:: DATA SHOWN ::

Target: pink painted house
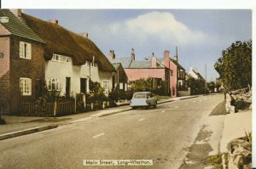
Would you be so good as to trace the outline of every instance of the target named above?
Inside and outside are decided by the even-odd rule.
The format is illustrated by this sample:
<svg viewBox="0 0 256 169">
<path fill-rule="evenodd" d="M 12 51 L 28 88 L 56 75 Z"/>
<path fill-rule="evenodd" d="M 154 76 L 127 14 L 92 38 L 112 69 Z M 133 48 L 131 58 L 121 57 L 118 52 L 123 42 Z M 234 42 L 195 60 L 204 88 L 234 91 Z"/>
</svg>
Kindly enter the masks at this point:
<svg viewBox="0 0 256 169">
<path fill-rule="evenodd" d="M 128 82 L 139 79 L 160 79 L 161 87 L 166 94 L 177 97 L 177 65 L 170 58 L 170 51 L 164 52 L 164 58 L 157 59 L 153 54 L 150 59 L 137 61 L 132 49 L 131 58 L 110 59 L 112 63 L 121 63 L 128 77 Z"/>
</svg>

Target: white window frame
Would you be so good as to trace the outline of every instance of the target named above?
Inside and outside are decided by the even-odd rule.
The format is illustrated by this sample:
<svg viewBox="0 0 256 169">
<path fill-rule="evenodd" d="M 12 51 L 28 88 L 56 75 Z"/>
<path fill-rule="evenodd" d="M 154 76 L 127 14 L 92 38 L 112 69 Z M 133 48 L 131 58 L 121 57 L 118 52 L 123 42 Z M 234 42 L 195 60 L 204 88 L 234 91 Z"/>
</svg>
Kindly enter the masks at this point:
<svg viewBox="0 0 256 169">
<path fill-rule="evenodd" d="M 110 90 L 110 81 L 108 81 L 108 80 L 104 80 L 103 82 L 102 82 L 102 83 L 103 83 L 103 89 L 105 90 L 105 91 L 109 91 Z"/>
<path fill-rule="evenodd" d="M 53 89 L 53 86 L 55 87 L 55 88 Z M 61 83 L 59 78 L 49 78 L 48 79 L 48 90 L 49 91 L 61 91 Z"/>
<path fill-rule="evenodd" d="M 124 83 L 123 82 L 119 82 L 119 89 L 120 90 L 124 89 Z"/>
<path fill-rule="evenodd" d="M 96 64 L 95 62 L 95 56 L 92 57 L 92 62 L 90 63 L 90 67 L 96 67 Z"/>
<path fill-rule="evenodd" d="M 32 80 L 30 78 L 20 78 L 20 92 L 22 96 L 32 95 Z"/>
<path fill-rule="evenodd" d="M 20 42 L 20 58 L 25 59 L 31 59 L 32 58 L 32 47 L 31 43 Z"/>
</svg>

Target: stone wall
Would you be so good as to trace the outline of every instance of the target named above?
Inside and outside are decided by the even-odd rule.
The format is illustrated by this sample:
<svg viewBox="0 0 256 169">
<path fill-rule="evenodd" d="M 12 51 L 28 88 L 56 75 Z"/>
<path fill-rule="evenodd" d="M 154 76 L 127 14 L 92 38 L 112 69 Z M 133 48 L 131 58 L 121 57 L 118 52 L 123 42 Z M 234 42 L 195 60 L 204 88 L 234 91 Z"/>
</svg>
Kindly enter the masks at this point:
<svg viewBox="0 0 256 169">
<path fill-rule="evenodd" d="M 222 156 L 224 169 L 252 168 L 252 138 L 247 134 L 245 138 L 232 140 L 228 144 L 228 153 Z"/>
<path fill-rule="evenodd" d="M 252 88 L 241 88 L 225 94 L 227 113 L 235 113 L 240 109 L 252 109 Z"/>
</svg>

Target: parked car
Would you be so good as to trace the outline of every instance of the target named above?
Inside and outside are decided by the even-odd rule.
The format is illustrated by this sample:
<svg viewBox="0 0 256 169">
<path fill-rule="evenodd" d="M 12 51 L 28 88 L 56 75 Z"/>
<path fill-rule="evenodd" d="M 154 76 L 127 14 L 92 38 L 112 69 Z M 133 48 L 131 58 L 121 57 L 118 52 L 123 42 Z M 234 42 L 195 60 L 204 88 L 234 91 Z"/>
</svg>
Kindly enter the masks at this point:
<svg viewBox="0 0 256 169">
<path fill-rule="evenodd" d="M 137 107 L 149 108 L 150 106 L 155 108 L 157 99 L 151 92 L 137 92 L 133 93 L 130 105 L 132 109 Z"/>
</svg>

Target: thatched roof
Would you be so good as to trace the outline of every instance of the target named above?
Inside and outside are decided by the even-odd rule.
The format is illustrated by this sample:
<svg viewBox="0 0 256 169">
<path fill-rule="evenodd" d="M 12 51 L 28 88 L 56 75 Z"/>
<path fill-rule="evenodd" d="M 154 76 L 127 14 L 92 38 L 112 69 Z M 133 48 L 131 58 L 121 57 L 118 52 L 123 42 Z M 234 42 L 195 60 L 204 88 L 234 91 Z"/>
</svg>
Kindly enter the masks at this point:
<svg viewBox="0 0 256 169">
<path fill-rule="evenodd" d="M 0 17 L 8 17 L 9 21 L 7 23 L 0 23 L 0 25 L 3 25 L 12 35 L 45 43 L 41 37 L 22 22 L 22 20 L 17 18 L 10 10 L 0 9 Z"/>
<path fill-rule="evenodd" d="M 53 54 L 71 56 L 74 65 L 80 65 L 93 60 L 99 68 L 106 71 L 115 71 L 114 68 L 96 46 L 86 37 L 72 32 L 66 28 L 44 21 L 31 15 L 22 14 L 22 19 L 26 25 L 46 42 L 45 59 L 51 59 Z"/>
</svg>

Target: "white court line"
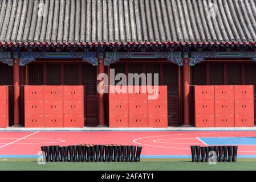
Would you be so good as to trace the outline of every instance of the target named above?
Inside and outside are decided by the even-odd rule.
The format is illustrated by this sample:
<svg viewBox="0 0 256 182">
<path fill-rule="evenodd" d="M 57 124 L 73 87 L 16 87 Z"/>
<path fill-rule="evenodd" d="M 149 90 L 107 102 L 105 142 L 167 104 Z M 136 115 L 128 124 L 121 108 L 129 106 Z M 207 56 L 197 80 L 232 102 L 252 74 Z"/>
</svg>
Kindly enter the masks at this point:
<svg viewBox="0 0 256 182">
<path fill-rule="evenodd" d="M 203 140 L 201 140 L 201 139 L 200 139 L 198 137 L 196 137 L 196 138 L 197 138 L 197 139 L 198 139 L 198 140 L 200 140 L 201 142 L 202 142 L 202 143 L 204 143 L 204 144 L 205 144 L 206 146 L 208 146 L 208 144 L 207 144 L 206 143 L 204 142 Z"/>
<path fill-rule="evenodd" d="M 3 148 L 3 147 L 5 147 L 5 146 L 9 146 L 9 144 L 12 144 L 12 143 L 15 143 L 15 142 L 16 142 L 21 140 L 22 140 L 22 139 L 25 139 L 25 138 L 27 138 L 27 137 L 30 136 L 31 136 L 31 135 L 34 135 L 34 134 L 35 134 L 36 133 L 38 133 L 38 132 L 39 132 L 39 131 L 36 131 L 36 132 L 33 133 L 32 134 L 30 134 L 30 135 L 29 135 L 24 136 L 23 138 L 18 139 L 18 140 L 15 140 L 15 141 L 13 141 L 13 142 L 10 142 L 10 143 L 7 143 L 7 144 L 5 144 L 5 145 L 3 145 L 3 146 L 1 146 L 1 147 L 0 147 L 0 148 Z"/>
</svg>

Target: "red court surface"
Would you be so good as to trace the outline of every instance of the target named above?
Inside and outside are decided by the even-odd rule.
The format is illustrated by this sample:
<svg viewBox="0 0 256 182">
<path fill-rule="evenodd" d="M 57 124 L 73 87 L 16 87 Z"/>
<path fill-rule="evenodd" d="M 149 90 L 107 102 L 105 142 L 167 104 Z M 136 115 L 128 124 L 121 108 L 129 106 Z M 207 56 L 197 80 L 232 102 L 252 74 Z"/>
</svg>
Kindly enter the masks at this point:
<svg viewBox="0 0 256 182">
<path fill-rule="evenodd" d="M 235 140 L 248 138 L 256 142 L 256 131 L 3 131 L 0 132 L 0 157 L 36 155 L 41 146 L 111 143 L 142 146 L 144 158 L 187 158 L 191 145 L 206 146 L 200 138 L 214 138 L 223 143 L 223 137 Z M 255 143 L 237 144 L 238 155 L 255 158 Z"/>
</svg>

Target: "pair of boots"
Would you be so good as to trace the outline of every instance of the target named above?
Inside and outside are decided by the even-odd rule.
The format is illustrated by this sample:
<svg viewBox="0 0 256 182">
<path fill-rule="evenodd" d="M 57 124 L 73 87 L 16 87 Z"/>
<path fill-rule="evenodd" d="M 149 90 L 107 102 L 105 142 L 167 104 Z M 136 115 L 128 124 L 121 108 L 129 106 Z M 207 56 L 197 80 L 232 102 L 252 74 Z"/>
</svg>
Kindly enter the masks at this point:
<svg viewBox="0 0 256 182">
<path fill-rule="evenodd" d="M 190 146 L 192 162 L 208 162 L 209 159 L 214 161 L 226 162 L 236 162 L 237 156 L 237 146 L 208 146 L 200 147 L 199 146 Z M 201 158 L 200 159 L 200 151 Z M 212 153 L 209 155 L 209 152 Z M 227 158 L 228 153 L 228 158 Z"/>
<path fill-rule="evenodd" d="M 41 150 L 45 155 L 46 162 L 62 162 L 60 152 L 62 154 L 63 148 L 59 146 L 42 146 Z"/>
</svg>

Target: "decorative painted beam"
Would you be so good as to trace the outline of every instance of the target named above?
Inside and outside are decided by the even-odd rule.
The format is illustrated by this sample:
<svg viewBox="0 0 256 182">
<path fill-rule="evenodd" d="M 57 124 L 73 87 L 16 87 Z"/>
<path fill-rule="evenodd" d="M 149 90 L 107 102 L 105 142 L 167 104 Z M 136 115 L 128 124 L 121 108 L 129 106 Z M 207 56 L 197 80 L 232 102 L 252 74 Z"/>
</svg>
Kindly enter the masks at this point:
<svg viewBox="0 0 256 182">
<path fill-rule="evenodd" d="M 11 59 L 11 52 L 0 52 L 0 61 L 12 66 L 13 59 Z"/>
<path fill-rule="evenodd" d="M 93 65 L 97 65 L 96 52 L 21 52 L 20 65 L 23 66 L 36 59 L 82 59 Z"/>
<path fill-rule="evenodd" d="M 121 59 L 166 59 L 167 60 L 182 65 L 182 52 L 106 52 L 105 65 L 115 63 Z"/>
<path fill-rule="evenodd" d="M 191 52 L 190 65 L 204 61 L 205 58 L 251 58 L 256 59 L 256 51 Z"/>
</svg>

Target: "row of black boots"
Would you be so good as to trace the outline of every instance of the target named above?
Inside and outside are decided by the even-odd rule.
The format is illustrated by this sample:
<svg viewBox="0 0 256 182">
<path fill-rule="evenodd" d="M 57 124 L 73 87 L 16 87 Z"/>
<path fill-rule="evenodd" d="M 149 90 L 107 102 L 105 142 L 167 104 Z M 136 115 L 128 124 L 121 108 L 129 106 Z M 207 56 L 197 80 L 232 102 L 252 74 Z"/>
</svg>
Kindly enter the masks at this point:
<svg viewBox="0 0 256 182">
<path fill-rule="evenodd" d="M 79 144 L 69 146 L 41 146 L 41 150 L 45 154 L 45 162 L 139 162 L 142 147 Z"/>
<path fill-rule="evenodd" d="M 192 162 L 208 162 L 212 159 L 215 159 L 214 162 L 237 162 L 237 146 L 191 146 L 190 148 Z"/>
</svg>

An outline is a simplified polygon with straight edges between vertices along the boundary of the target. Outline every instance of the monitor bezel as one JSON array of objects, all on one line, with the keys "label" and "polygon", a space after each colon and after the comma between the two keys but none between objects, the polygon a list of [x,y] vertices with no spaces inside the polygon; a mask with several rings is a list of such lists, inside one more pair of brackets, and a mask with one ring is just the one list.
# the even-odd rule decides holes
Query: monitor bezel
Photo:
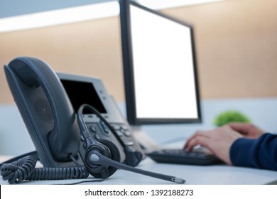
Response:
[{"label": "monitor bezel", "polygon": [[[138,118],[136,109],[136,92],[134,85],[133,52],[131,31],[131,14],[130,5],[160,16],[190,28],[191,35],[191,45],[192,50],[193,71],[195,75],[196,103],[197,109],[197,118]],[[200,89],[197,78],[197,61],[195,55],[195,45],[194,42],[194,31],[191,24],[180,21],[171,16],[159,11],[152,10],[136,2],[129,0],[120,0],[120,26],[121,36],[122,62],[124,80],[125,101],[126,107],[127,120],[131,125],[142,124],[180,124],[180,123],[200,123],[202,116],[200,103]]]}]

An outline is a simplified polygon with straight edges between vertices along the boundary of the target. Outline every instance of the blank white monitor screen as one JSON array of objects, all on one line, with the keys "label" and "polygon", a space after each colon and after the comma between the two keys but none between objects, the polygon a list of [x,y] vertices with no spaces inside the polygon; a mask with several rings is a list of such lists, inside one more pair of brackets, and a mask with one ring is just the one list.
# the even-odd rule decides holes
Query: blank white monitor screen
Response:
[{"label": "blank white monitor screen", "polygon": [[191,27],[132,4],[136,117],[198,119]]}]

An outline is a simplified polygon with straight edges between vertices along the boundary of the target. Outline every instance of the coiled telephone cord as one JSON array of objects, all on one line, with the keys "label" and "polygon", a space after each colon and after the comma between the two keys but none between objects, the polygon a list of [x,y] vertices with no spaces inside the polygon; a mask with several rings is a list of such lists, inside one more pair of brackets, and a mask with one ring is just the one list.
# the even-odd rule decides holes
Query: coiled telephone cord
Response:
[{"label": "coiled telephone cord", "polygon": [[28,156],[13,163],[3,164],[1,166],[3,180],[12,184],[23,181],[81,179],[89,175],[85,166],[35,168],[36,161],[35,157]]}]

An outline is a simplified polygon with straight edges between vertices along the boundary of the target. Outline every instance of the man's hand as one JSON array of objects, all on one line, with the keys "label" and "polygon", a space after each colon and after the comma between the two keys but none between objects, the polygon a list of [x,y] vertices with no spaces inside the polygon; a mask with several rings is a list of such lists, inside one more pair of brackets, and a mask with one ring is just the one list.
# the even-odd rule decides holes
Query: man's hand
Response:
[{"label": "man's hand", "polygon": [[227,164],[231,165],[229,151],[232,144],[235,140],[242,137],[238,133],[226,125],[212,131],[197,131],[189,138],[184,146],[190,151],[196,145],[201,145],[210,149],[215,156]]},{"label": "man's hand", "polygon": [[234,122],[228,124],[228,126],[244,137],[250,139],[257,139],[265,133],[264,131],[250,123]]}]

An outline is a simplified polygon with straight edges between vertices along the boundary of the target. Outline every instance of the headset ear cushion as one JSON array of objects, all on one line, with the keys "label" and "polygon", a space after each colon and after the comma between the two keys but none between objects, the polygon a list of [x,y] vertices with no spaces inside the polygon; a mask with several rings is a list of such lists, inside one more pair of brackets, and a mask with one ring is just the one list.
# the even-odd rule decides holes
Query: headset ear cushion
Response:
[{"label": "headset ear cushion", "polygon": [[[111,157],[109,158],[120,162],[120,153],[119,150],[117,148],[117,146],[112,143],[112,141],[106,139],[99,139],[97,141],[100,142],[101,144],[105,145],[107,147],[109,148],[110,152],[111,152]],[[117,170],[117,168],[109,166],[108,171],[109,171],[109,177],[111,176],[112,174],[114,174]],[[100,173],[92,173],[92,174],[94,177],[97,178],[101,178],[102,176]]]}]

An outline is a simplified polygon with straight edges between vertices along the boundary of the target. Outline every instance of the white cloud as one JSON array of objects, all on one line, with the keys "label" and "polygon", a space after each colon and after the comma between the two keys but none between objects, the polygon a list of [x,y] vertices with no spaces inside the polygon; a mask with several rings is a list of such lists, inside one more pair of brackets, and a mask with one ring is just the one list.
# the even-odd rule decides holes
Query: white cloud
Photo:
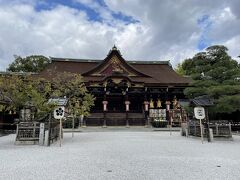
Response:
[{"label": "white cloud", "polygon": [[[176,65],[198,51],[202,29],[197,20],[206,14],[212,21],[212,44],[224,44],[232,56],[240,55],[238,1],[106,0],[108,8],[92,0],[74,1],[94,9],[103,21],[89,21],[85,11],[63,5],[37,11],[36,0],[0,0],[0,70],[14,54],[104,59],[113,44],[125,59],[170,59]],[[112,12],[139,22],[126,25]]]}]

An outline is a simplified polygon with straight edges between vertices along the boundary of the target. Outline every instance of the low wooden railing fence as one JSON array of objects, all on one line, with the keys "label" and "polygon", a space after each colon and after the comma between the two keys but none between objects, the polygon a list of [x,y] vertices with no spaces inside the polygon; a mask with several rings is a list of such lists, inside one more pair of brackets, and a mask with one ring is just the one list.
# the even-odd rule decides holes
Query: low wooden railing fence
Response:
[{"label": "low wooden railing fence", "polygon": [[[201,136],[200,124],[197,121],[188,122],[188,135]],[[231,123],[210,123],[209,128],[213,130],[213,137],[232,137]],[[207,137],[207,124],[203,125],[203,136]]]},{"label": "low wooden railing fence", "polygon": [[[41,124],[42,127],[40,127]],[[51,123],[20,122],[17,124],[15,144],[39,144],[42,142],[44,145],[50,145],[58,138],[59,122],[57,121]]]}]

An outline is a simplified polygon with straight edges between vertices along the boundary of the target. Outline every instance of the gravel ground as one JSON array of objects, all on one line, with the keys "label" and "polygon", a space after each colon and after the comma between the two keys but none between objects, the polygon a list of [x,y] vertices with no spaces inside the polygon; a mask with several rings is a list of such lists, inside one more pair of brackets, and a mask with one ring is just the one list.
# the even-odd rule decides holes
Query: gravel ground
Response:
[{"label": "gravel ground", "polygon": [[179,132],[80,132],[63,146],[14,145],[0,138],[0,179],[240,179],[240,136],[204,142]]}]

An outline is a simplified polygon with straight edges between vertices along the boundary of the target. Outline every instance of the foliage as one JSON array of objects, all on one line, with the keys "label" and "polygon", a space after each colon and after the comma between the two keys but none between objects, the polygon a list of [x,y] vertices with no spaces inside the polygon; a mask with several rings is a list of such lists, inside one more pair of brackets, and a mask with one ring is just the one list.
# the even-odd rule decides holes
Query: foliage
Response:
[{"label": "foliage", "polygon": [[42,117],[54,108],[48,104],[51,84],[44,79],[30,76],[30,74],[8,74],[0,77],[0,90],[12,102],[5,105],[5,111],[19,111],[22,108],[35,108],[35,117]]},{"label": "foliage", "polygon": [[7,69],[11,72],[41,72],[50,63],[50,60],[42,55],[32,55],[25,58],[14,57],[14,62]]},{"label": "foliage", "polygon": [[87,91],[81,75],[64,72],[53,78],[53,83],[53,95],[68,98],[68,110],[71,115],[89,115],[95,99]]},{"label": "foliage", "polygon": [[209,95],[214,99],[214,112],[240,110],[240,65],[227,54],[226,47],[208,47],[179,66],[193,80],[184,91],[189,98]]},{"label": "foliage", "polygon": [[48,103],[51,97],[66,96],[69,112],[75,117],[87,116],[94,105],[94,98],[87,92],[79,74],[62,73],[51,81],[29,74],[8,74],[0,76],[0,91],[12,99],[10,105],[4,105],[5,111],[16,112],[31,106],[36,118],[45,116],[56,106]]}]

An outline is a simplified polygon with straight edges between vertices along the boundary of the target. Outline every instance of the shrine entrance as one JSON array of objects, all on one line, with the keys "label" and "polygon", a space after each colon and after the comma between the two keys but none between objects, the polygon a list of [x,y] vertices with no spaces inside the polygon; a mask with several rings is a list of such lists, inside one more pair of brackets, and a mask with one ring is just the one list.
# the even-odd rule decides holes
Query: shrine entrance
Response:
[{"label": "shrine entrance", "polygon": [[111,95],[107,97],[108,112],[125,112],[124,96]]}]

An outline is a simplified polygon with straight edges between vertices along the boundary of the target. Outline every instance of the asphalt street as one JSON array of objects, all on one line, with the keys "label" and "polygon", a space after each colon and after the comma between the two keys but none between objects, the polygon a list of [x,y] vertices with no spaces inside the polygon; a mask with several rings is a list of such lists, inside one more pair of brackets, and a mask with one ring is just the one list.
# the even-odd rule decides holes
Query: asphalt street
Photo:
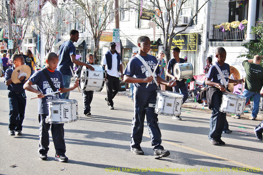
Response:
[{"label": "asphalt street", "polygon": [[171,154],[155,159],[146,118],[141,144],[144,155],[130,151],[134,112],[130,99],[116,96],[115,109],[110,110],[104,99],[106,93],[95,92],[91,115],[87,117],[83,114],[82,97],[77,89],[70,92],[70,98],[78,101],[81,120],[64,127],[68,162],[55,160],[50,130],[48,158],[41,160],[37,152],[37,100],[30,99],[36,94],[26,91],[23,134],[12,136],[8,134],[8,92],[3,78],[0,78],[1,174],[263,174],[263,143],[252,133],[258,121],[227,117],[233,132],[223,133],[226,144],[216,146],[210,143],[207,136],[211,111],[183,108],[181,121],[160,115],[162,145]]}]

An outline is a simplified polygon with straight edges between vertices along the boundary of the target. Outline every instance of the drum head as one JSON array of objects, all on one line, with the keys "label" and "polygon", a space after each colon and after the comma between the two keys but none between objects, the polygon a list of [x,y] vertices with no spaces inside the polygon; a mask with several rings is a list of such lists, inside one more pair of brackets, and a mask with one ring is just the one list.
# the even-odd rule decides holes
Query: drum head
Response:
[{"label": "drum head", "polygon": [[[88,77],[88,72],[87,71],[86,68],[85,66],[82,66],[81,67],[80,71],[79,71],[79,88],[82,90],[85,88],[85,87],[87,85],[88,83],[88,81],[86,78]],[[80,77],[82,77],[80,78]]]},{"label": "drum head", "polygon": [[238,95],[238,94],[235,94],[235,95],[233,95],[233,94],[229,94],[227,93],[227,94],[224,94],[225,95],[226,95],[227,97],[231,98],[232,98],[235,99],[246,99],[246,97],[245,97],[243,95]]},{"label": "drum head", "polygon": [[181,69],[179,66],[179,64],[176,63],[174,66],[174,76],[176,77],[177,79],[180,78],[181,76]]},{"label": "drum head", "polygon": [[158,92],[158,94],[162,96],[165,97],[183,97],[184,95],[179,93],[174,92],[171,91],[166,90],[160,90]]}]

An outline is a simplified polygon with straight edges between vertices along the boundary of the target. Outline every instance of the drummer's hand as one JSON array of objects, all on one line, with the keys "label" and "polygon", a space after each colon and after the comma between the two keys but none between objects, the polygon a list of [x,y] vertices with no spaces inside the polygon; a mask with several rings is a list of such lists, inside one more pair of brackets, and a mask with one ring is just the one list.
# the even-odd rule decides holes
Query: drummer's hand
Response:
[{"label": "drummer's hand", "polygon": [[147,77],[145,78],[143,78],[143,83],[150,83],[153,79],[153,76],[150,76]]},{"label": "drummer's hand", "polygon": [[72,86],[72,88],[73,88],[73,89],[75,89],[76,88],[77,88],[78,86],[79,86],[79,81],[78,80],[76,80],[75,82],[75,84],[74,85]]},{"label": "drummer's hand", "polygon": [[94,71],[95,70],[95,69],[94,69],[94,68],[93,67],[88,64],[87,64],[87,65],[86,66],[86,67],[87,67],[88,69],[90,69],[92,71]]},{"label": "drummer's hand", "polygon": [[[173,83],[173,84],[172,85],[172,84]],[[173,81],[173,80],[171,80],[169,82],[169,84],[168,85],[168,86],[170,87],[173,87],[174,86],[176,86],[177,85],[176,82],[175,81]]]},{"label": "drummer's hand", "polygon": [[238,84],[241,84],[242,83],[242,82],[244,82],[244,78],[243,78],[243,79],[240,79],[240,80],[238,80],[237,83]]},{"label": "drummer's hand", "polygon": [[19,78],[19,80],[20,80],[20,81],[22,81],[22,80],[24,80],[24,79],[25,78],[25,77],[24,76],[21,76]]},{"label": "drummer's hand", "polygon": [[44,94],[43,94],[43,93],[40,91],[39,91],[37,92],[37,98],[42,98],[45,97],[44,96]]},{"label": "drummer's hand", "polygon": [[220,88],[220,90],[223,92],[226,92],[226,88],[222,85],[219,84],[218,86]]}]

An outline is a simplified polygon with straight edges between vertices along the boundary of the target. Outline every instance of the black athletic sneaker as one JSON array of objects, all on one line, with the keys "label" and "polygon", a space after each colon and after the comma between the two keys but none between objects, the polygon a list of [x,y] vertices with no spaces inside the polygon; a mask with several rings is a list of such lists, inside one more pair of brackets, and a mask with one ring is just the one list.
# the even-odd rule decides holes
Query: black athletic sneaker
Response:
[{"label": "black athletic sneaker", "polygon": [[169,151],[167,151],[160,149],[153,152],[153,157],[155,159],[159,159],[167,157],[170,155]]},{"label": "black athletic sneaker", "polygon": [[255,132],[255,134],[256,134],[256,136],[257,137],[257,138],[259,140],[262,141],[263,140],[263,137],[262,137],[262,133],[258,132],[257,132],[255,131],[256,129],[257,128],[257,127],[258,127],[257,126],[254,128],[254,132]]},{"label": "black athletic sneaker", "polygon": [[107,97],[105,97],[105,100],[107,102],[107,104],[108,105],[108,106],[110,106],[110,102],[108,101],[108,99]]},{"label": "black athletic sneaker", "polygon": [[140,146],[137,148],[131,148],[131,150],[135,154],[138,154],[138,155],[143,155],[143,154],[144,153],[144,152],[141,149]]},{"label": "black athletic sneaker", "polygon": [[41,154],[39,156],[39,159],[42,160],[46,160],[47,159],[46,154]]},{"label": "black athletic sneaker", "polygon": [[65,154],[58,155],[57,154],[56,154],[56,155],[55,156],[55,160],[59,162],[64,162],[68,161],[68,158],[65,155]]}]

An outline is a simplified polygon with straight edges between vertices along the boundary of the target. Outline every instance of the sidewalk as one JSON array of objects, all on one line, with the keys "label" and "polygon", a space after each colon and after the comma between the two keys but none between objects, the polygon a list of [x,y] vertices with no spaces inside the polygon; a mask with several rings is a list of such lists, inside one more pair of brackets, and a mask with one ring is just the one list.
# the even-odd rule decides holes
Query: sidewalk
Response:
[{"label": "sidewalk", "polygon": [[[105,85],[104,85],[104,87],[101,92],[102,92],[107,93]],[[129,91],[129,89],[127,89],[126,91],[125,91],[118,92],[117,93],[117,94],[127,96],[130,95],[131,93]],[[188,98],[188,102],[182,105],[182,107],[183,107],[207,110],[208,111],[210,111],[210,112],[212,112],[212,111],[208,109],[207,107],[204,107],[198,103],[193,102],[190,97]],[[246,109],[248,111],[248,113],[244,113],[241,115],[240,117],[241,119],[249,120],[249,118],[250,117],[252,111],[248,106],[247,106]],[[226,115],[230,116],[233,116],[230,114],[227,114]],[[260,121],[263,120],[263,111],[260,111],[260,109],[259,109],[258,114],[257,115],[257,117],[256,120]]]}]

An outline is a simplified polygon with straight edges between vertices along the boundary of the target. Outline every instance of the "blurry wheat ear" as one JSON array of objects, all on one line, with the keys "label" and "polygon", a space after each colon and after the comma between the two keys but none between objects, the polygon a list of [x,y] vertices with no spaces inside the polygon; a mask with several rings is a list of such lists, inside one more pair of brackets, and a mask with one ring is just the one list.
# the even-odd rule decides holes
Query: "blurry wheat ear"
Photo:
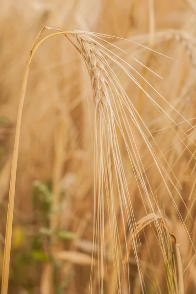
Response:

:::

**PROBLEM TO SOLVE**
Filter the records down to the lines containing the word "painted", and copy each such line in full.

**SOLVED PROBLEM**
Target: pink painted house
Target: "decorative painted beam"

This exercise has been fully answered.